*The request:* Set down the data below word for word, only the lines from the one containing "target | pink headscarf" down to the one containing "(1193, 403)", with both of those lines included.

*Items from a dataset:*
────────────────────────────────────────

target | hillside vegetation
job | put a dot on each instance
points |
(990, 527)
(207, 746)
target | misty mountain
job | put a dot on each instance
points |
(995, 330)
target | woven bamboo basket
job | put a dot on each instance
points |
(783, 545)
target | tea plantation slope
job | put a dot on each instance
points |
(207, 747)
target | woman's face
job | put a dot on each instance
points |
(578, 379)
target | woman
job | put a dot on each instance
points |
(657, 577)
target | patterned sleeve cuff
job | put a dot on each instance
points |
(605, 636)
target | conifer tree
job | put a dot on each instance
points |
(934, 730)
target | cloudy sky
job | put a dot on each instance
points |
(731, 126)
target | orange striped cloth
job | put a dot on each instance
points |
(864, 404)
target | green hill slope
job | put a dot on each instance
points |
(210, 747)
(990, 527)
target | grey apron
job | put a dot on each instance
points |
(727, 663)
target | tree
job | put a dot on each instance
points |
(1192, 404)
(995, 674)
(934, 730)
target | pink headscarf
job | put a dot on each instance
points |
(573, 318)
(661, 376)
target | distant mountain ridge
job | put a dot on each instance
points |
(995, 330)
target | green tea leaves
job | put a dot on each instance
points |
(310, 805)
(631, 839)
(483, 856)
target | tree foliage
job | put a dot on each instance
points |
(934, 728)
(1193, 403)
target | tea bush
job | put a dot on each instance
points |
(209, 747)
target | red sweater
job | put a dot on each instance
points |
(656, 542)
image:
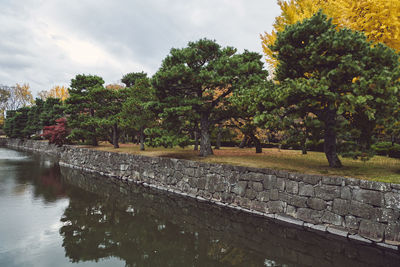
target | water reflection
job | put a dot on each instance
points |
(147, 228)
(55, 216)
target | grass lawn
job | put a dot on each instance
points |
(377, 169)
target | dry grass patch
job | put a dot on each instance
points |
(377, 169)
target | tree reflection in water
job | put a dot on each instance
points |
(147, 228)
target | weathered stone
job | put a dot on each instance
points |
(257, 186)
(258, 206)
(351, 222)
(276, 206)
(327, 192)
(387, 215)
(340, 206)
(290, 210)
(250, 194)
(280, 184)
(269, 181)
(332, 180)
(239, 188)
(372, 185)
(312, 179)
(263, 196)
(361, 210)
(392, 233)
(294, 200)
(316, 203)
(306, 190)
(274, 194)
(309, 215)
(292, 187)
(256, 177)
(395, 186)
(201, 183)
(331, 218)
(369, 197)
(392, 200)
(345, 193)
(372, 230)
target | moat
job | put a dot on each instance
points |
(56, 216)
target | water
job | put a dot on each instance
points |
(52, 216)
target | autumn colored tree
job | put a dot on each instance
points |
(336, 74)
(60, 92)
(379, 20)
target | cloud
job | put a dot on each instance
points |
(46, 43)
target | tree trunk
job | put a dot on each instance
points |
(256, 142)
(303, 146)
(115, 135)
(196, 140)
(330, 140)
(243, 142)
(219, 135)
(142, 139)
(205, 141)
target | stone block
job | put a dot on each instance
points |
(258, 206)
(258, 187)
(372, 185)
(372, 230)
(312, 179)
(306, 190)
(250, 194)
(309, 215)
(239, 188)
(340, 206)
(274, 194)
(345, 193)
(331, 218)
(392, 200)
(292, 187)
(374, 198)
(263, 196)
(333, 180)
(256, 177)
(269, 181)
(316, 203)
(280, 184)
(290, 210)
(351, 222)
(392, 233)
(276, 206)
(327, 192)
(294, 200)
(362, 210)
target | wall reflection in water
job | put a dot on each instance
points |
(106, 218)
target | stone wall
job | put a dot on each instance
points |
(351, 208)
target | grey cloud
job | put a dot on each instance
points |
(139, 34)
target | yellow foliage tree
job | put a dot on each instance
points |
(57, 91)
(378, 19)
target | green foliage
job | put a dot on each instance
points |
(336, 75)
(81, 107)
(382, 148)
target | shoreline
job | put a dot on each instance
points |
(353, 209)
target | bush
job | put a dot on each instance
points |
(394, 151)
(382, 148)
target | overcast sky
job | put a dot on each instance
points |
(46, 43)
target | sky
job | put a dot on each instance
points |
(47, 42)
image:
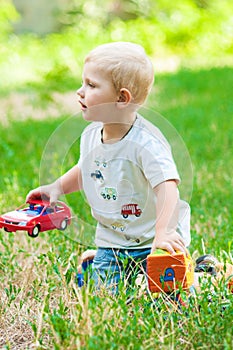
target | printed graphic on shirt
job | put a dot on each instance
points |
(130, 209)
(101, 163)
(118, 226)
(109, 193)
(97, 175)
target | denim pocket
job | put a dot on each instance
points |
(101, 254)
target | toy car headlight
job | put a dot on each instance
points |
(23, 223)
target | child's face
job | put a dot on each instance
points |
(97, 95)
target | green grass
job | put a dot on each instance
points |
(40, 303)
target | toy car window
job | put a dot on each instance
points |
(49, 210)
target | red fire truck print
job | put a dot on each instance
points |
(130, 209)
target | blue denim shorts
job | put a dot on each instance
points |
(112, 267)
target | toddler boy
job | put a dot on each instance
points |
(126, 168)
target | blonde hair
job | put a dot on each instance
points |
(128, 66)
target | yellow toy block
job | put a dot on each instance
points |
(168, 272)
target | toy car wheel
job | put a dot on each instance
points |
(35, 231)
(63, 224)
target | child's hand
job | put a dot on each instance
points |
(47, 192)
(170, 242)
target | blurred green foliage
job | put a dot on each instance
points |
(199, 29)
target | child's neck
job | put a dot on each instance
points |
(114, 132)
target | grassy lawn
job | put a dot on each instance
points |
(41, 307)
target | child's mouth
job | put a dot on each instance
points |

────────────────────────────────────────

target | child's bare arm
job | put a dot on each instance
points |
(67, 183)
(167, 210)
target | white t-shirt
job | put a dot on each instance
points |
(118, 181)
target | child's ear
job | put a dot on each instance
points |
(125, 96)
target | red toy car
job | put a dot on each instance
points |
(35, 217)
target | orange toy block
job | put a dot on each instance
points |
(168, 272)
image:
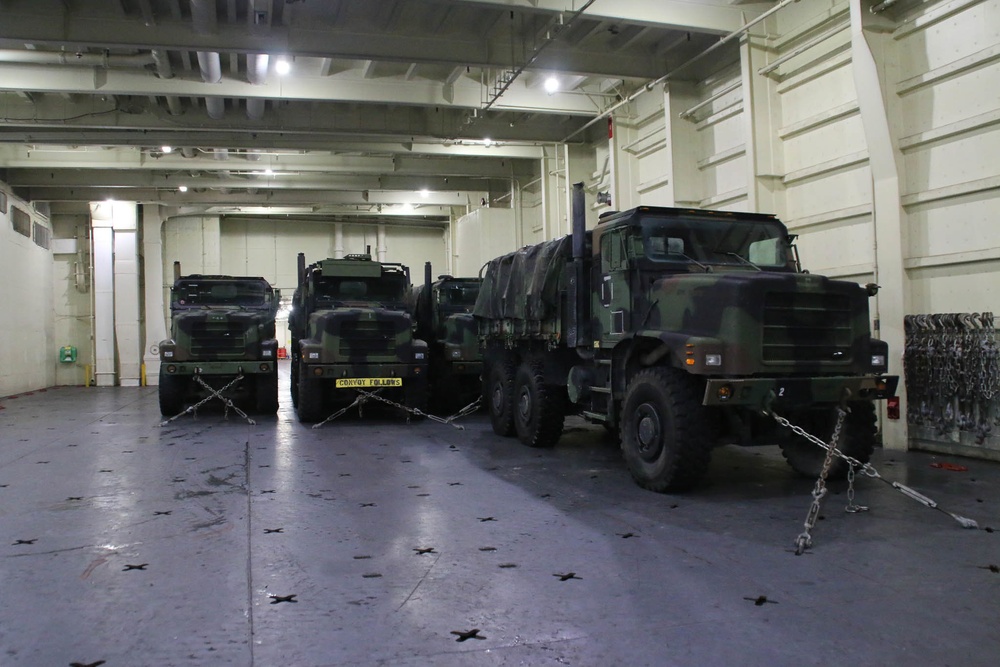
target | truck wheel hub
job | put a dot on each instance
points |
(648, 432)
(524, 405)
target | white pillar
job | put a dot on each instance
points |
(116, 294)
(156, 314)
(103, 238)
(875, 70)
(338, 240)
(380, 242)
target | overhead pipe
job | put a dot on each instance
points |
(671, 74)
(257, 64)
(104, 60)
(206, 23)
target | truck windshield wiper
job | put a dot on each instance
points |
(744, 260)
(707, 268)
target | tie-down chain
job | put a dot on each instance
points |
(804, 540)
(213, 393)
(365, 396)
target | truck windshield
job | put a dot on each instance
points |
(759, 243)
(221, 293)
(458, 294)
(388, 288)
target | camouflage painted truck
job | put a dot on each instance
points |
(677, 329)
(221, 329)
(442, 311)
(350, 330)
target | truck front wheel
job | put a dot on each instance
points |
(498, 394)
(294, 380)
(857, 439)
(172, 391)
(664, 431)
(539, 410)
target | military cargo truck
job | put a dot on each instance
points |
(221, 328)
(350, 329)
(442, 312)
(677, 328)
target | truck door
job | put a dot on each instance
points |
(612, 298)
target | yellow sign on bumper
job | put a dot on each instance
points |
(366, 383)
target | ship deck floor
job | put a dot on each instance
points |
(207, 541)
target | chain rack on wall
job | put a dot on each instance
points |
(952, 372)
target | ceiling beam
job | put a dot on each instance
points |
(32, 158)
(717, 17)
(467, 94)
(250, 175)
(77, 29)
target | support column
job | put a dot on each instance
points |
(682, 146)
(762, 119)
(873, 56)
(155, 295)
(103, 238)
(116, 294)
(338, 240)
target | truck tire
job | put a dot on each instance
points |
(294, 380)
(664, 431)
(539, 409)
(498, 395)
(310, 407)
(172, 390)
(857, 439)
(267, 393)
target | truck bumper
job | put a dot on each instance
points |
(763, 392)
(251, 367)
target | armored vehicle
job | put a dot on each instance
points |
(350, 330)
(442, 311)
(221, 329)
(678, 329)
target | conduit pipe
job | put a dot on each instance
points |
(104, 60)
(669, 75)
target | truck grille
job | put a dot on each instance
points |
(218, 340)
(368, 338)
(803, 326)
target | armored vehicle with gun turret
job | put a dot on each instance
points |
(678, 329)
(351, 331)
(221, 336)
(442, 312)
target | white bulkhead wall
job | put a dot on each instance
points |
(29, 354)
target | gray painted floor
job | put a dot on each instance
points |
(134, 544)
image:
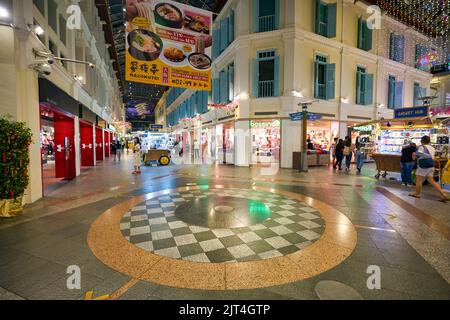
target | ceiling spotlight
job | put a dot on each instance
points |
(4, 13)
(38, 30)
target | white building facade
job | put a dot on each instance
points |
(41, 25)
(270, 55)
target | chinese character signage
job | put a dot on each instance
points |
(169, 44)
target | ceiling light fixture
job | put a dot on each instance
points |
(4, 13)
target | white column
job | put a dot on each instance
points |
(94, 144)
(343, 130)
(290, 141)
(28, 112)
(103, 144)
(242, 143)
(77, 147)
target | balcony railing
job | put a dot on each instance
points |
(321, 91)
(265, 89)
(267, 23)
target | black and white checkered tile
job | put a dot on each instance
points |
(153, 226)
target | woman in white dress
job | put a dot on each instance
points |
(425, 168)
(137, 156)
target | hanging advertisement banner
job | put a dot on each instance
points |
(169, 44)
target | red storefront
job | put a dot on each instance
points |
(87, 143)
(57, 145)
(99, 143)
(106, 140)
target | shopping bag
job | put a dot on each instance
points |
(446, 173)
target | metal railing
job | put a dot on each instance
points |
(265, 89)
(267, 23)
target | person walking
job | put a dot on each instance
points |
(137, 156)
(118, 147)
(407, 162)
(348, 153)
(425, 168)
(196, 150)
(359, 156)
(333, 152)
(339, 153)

────────────────────────────────────────

*Answer:*
target | pink headscarf
job | put a dot on each instance
points |
(573, 318)
(661, 376)
target | distant mountain ridge
job | put a dot on each instance
points |
(995, 330)
target | green tea leaves
job | put a dot on each instance
points |
(310, 805)
(631, 839)
(483, 856)
target | tree foliage
job | put a dot on each instance
points |
(934, 728)
(1193, 403)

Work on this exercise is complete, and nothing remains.